** Opening Selected excerpt block **

Cultural-competence is your ability to understand, embrace, and genuinely interact with individuals whose beliefs and cultural backgrounds differ from your own.
Cultural-responsiveness is the practice of putting your cultural competence into action. In other words, applying your knowledge of unique beliefs and cultural backgrounds into professional practice to ensure your nutrition practice applies to each individual client/patient you serve.
How to Improve Your Cultural Understanding and Practice
Both cultural-competence and responsiveness are essential in dietetic practice.
To expand your understanding of beliefs and cultural backgrounds that are different than your own -- and integrate your knowledge into practice -- follow these action steps:
Take the time to research and learn about the communities you’re serving, including dietary preferences and restrictions
Provide clients with nutritional content that is relevant to their cultural backgrounds
Re-examine foods that you consider ‘healthy’ based on cultural standards and biases
Follow RD organizations that focus on culturally-specific nutrition education, gardening, and cooking (such as Eat Well Exchange)

** Closing Selected excerpt block **

■ **Problem**:
Answer these questions from the passage on cultural competence in nutrition practice:
(a) How does the passage define cultural-responsiveness?
(b) In what kind of practice are cultural-competence and responsiveness both called essential?
(c) Which organization is named as an example of one to follow?

** Opening Provided data block **

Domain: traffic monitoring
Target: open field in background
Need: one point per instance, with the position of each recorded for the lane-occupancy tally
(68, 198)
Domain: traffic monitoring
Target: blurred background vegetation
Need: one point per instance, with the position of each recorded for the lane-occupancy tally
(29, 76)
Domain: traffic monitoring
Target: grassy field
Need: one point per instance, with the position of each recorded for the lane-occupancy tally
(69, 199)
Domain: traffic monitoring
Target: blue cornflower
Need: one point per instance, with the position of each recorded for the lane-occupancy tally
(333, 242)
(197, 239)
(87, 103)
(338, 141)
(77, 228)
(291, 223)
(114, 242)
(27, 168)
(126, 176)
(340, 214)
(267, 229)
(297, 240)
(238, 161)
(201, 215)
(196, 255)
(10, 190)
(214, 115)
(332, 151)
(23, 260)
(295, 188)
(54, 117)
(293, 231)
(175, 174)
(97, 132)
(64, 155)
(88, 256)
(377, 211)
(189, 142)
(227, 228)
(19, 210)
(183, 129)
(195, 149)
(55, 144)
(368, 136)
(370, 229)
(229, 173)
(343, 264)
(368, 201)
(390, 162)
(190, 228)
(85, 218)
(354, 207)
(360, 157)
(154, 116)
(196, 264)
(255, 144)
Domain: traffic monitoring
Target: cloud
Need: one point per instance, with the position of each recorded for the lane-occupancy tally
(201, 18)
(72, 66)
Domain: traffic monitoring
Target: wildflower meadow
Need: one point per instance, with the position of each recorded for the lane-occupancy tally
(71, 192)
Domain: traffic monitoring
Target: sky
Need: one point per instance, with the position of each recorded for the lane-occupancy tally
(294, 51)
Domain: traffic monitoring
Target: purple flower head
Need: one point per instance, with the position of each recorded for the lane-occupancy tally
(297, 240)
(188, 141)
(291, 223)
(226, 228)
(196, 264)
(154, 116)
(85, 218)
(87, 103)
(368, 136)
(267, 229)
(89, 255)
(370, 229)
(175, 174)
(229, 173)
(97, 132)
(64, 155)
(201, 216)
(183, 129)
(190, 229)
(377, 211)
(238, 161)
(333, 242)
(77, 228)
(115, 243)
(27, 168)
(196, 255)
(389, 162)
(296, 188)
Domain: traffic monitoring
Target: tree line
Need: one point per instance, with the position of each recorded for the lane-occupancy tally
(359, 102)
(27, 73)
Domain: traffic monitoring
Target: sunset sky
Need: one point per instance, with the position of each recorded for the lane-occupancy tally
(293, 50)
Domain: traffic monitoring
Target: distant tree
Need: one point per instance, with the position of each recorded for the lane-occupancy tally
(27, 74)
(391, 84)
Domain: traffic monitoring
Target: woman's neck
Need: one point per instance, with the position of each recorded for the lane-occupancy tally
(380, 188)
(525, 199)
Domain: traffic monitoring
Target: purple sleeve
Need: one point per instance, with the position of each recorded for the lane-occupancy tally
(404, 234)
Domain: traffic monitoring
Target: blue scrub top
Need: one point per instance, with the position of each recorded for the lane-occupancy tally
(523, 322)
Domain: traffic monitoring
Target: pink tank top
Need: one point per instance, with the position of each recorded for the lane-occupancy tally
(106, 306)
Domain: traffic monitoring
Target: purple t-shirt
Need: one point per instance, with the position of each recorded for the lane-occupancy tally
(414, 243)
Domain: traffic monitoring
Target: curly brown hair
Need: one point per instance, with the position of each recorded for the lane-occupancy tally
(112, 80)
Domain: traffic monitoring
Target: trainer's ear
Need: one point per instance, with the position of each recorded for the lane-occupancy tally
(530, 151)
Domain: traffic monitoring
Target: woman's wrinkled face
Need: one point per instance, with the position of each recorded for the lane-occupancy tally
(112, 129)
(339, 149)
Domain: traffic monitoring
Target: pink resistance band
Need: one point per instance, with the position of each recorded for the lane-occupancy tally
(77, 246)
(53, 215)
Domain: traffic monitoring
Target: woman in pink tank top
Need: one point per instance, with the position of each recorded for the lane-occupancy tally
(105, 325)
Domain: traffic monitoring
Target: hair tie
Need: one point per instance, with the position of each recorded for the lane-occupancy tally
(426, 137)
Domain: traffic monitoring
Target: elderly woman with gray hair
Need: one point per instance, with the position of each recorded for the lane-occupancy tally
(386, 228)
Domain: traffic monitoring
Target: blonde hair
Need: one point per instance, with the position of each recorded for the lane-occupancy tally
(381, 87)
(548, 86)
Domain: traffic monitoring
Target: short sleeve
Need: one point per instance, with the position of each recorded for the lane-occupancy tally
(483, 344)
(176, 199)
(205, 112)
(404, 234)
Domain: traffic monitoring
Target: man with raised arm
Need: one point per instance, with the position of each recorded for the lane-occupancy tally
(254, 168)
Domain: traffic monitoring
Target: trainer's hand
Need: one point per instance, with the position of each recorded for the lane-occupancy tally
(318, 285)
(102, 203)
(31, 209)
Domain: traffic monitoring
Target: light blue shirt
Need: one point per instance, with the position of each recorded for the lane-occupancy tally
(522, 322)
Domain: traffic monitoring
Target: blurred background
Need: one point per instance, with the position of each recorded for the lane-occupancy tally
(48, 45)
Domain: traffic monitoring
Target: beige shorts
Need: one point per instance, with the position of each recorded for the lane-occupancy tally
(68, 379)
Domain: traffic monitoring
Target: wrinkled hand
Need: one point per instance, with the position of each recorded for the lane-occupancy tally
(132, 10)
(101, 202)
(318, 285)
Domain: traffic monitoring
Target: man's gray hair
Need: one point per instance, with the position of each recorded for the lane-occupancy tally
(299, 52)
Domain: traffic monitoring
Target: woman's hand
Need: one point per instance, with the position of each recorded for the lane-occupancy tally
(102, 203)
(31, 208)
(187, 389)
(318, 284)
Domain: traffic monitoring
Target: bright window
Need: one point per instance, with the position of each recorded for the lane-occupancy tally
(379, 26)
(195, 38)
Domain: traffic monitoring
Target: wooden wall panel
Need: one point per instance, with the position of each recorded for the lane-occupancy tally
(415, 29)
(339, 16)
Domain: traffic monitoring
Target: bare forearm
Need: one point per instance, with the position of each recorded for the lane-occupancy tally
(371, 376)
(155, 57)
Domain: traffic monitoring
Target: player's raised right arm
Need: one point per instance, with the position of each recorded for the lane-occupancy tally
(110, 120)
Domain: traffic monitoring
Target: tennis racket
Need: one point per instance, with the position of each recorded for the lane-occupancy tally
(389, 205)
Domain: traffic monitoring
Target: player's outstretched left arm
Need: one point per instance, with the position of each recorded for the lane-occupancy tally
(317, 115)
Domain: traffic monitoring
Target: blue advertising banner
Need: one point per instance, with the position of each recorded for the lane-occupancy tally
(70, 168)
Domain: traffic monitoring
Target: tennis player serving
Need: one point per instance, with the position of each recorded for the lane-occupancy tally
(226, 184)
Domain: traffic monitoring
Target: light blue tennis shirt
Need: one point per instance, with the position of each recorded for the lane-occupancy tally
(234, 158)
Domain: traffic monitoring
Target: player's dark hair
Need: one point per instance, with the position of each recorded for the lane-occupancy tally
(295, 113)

** Closing Provided data block **

■ **Task result**:
(a) It is the practice of putting your cultural competence into action.
(b) Dietetic practice.
(c) Eat Well Exchange.